Your task.
Every line in the entries where "stainless" is found should be copied.

Entries supplied.

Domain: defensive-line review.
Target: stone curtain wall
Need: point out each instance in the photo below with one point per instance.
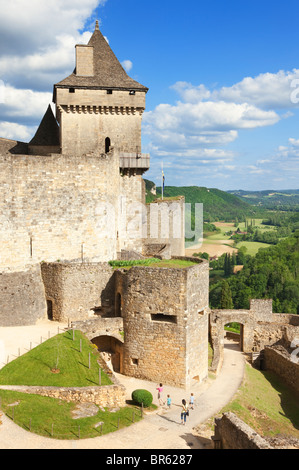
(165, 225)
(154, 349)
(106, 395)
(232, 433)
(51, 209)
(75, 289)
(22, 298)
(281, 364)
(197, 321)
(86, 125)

* * *

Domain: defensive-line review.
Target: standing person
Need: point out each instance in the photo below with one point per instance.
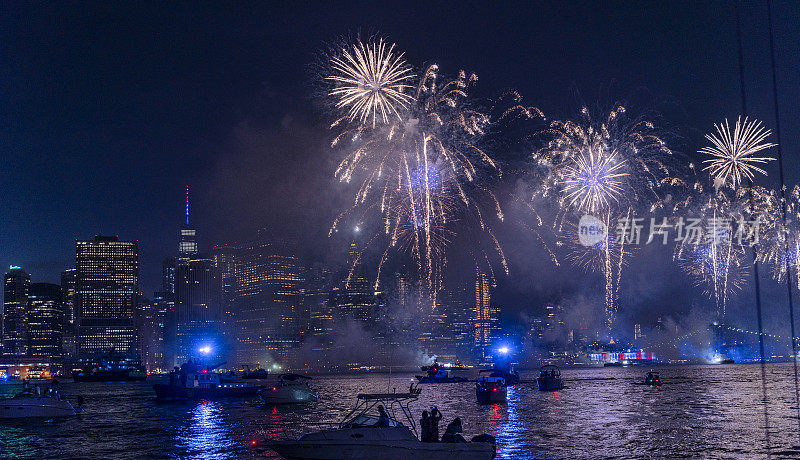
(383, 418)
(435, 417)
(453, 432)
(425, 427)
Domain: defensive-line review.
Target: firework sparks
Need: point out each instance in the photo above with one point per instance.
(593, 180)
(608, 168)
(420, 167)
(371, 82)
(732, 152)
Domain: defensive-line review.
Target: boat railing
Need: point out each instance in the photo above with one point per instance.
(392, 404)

==

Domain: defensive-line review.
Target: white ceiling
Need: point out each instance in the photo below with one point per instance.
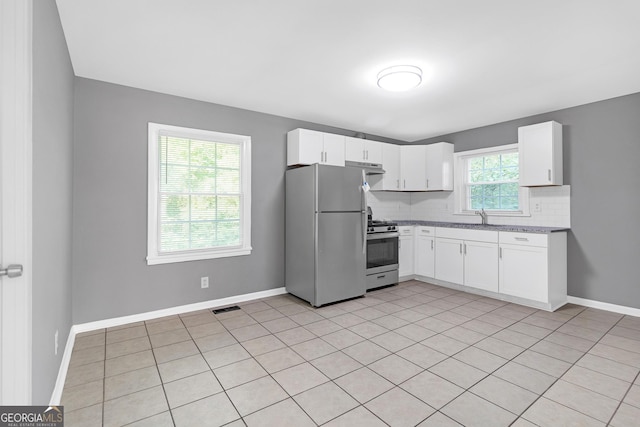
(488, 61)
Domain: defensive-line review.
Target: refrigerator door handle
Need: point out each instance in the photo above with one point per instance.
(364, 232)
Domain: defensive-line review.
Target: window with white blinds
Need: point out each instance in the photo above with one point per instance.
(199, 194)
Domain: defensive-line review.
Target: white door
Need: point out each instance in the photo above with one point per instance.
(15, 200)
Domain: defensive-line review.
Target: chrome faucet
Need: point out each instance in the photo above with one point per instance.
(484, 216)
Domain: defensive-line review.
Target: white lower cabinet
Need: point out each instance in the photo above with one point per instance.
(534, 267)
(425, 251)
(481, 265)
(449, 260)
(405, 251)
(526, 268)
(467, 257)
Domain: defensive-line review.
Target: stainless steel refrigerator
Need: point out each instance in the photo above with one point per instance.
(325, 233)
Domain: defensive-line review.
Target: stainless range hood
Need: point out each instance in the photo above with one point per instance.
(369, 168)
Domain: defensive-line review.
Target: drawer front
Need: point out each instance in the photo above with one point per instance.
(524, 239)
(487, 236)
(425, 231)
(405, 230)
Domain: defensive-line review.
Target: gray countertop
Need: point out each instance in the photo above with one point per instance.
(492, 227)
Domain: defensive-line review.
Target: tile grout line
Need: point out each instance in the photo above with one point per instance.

Task response.
Target: stainless steel refrigerator
Target: stainless range hood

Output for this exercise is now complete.